**YOUR INSTRUCTIONS:**
Rewrite the listing below, changing every "photograph" to "image" and leaving everything else as it is. Leave the pictures out of your answer.
=== RECORDS FOR THE TASK ===
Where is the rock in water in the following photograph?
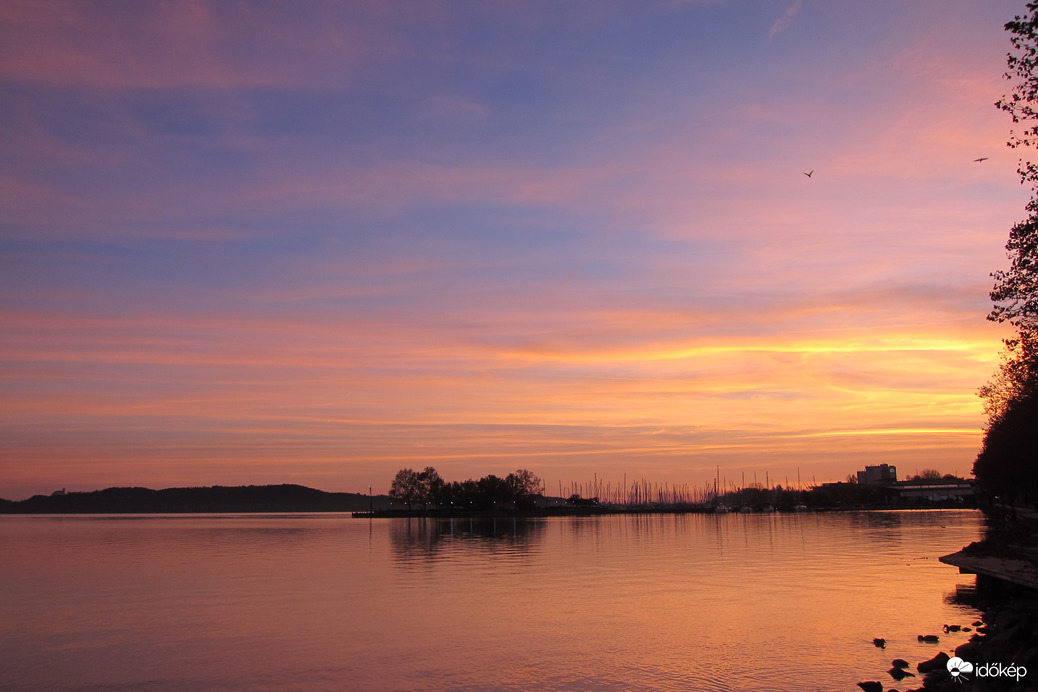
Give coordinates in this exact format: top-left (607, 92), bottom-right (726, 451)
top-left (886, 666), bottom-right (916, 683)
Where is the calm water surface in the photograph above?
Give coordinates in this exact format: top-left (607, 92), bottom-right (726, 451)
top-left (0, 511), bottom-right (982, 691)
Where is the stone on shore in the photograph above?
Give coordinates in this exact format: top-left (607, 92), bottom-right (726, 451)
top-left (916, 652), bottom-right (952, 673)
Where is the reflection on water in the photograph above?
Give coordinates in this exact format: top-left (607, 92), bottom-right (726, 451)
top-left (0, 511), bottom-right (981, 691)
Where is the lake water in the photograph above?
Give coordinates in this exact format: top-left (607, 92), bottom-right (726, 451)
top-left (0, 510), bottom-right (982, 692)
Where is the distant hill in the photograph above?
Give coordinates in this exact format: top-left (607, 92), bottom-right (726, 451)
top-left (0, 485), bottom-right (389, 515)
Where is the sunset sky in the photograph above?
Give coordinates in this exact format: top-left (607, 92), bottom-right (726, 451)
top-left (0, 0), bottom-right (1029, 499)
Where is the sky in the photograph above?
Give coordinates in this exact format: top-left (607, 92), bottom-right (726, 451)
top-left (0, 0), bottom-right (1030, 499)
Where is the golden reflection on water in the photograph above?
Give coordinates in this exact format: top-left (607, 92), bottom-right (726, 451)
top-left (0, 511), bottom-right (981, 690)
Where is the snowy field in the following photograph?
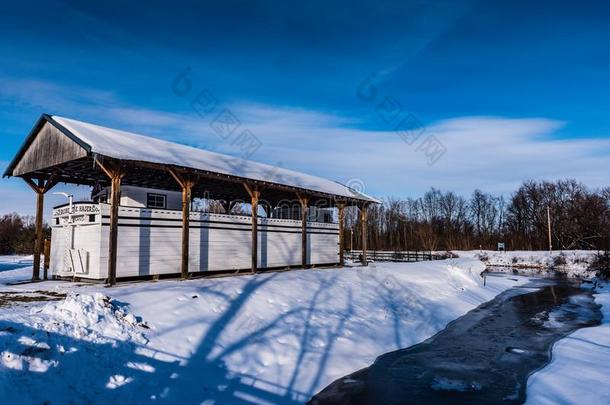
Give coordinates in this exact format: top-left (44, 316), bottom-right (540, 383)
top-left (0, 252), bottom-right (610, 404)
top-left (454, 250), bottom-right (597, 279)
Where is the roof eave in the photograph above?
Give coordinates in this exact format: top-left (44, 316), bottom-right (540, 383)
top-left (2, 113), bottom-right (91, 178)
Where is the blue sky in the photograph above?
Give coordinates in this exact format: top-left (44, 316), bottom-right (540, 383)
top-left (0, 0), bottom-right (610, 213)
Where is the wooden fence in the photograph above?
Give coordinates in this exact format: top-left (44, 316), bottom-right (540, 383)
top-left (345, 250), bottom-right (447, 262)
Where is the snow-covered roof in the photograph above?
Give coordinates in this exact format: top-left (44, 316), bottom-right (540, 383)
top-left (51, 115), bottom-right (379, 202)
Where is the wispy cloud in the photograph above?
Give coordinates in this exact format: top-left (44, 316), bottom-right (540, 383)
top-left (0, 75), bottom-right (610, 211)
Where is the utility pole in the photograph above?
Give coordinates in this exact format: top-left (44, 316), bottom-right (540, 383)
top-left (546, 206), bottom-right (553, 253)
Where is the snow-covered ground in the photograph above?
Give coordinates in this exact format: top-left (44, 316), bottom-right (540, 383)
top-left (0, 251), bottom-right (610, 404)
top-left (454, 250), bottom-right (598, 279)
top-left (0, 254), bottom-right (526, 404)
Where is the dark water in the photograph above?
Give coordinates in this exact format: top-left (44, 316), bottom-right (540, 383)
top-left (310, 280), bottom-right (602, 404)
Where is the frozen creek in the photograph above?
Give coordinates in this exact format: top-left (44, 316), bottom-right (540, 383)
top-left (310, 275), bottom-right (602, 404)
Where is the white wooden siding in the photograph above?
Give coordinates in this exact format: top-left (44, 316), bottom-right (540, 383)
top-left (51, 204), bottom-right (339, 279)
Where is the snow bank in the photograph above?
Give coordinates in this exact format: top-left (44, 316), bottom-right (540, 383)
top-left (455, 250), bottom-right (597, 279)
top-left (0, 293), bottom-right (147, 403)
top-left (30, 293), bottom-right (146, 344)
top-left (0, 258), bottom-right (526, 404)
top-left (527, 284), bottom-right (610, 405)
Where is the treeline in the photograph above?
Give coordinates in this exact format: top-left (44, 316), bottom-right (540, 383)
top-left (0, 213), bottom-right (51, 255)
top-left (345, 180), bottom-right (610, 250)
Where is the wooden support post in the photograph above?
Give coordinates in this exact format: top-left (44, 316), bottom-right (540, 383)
===
**WRITTEN ANSWER:**
Where is the rock in water in the following image?
Give coordinates in this exact format: top-left (607, 92), bottom-right (726, 451)
top-left (886, 666), bottom-right (916, 683)
Where is the calm water surface in the image above?
Give coordinates in this exact format: top-left (607, 92), bottom-right (726, 451)
top-left (0, 511), bottom-right (982, 691)
Where is the stone on shore in the image above?
Give coordinates in this exact format: top-left (607, 92), bottom-right (726, 451)
top-left (916, 652), bottom-right (952, 673)
Where is the reflection on water in the image above?
Give coordinates in this exact format: top-left (607, 92), bottom-right (726, 451)
top-left (0, 511), bottom-right (981, 691)
Where is the lake water in the image above?
Give coordinates in this exact format: top-left (607, 92), bottom-right (726, 451)
top-left (0, 510), bottom-right (982, 692)
Where is the distant hill in the image above?
Give coordinates in this exact format: top-left (607, 92), bottom-right (726, 451)
top-left (0, 485), bottom-right (389, 515)
Where is the sunset sky in the image above?
Give coordinates in this exact format: top-left (607, 92), bottom-right (726, 451)
top-left (0, 0), bottom-right (1029, 499)
Where is the sky in the image above?
Give coordinates in this exact format: top-left (607, 92), bottom-right (726, 451)
top-left (0, 0), bottom-right (1030, 499)
Where is the golden reflection on water in the image above?
Give coordinates in this exact format: top-left (607, 92), bottom-right (726, 451)
top-left (0, 511), bottom-right (981, 690)
Where is the snowy field in the following image?
Give coordinates in this exact format: top-left (44, 316), bottom-right (540, 383)
top-left (0, 252), bottom-right (610, 404)
top-left (454, 250), bottom-right (597, 279)
Where is the roof eave in the image above?
Give coordinates in this exact format: top-left (44, 316), bottom-right (540, 383)
top-left (2, 113), bottom-right (91, 178)
Where is the blue sky in the image above?
Give coordinates in this exact format: top-left (44, 316), bottom-right (540, 383)
top-left (0, 0), bottom-right (610, 213)
Where is the wooden fence in the image above?
Give coordinates in this exact format: top-left (44, 316), bottom-right (540, 383)
top-left (345, 250), bottom-right (447, 262)
Where is the snow-covered roof in the image above?
Give coordinates in this exact format: top-left (44, 316), bottom-right (540, 383)
top-left (51, 115), bottom-right (379, 202)
Where is the wispy cloud in the image above?
Give coordinates in this exact format: top-left (44, 316), bottom-right (540, 383)
top-left (0, 75), bottom-right (610, 211)
Where is the utility pole in the image above?
Give coordinates in this exact format: top-left (44, 316), bottom-right (540, 383)
top-left (546, 206), bottom-right (553, 253)
Where is the snow-covered ground in the image above?
Give coordinates in this exact format: top-left (44, 316), bottom-right (540, 383)
top-left (0, 251), bottom-right (610, 404)
top-left (454, 250), bottom-right (598, 279)
top-left (0, 254), bottom-right (526, 404)
Where is the dark water in the image above?
Give coordinates in this exact format: top-left (44, 316), bottom-right (540, 383)
top-left (310, 280), bottom-right (602, 404)
Where is the frozen creek in the image above?
Give coordinates in this exact format: top-left (44, 316), bottom-right (540, 383)
top-left (310, 275), bottom-right (602, 404)
Where is the white wooden siding in the image above?
Give coordinates in this exact format: top-left (44, 316), bottom-right (540, 383)
top-left (51, 204), bottom-right (339, 279)
Where is the snow bank in the image above?
Give coordinates in this exact format: top-left (44, 316), bottom-right (540, 383)
top-left (455, 250), bottom-right (597, 279)
top-left (0, 293), bottom-right (147, 403)
top-left (30, 293), bottom-right (146, 344)
top-left (0, 258), bottom-right (526, 404)
top-left (527, 284), bottom-right (610, 405)
Where is the treeline in the image above?
Give coordinates in this exact format: top-left (44, 316), bottom-right (540, 383)
top-left (0, 213), bottom-right (51, 255)
top-left (345, 180), bottom-right (610, 250)
Where is the wooden support post in the image above?
Give coordinates in this exact format: top-left (44, 316), bottom-right (540, 383)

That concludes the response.